Wednesday, June 01, 2011
8842: Weighing In On Obesity.
From USA TODAY…
Genetics drives obesity; so don’t judge
By David Linden
Why can’t that obese man just eat less and exercise more? He lacks willpower, surely.
It’s a value judgment that is made countless times a day, in our lives and in the news media. But these attitudes are destructive, cruel and scientifically wrong.
Willpower is a fine thing, but the best intentions of this man’s conscious mind — indeed, all of ours — must struggle against tens of thousands of years of evolutionary history. Simply put, our bodies contain appetite-control circuits that make it very hard to lose a lot of weight and keep it off.
Body fat secretes a hormone called leptin, and this hormone is carried by circulating blood and passes into the brain to reduce appetite. When we lose weight, less body fat means that less leptin gets to the brain. This causes a strong subconscious drive to eat and makes foods — particularly fatty and sweet foods — more pleasurable when consumed. The more weight that is lost, the stronger this drive will be.
While moderate weight loss can be maintained through willful monitoring of food intake and exercise, and dramatic weight loss can be achieved temporarily, it is very difficult for most people to maintain an extreme loss of weight over the long term because of this leptin-feedback system.
Even liposuction is only a temporary fix: Removal of fat from the body reduces levels of leptin, thereby increasing appetite. This is the sad yet unavoidable truth that the multibillion dollar weight-loss industry — from diet book authors to weight-loss reality shows to manufactured “diet foods” — doesn’t want you to know.
Unfair and cruel stereotyping
The ugly flip side of the notion that dramatic sustained weight loss is within everyone’s grasp is the idea that if you’re overweight, it’s just because you’re just a lazy slug.
Depicting an overweight character in a TV sitcom or a film is an easy shorthand: This person is sloppy, unsexy and lacking in self-control. Not like us.
Here’s the root of the problem: Evolution is slow, but cultures and technology can change quickly. For most of our human history we rarely had access to sweet or fatty foods. We belonged to hunter-gatherer societies and burned a lot of energy in everyday tasks. In that distant past, it made sense to have an appetite-control system in the brain that made eating those sweet, fatty foods highly pleasurable. This behavior was useful to pack on the pounds when these energy-rich foods were available so that you wouldn’t starve during the next protracted famine.

(Excerpts from a dataset)

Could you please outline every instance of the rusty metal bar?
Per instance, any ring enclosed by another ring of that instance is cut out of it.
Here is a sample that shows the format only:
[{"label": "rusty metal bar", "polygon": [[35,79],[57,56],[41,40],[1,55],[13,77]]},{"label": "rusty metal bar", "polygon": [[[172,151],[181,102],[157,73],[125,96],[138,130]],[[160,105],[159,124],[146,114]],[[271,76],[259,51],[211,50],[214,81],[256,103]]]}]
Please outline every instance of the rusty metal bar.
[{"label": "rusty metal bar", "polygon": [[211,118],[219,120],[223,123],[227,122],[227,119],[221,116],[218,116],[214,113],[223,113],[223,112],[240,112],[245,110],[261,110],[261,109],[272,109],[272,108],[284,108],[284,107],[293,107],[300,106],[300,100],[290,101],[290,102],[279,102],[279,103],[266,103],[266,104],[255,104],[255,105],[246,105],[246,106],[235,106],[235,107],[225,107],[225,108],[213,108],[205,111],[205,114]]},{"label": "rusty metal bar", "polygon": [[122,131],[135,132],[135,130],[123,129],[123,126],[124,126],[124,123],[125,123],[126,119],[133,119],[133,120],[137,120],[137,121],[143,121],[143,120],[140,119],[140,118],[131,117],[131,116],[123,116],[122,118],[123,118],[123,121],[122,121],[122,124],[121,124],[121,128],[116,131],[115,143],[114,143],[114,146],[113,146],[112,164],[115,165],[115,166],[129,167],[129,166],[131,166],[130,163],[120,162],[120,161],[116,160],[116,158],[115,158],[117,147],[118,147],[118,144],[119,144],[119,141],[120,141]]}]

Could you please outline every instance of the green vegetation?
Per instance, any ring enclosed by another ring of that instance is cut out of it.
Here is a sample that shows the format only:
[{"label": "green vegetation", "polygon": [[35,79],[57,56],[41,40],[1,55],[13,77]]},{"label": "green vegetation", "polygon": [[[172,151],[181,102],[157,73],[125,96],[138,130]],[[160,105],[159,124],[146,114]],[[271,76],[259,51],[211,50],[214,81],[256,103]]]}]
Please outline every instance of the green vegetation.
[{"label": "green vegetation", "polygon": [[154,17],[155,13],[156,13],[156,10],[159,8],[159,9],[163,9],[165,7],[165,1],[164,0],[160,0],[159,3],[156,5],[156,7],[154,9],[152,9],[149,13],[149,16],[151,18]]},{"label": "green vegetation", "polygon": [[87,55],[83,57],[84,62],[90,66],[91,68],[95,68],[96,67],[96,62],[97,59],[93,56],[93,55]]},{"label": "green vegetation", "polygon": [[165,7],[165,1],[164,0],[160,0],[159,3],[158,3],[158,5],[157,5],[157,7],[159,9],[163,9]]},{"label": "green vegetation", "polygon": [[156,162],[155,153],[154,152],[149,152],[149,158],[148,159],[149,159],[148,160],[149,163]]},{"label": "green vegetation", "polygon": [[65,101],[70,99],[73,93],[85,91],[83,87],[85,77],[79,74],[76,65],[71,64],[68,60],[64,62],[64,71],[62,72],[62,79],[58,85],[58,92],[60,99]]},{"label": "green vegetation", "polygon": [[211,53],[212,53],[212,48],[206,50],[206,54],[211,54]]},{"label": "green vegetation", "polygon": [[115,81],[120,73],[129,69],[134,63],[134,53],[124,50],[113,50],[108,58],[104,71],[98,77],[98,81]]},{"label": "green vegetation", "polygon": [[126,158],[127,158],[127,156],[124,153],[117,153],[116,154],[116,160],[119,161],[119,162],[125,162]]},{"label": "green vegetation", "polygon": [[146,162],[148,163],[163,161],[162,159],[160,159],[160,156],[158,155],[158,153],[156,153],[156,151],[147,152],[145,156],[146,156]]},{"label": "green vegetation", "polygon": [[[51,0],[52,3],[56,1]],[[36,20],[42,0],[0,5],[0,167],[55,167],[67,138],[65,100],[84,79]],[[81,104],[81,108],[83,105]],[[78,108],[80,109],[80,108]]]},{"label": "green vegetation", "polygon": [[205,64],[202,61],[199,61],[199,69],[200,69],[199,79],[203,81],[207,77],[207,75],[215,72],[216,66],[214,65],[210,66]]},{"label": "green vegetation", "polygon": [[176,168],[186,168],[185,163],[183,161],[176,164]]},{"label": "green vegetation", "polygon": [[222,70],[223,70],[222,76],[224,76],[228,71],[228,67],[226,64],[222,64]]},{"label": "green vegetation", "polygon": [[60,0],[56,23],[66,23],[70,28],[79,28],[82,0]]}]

### REQUIRED ACTION A
The article on obesity lists examples of what makes up the multibillion dollar weight-loss industry. Name each of them.
### REQUIRED ACTION B
Reproduce the passage of the article on obesity starting at "Wednesday, June 01, 2011" and ending at "and scientifically wrong.".

### EXPECTED OUTPUT A
- Diet book authors
- Weight-loss reality shows
- Manufactured "diet foods"

### EXPECTED OUTPUT B
Wednesday, June 01, 2011
8842: Weighing In On Obesity.
From USA TODAY…
Genetics drives obesity; so don’t judge
By David Linden
Why can’t that obese man just eat less and exercise more? He lacks willpower, surely.
It’s a value judgment that is made countless times a day, in our lives and in the news media. But these attitudes are destructive, cruel and scientifically wrong.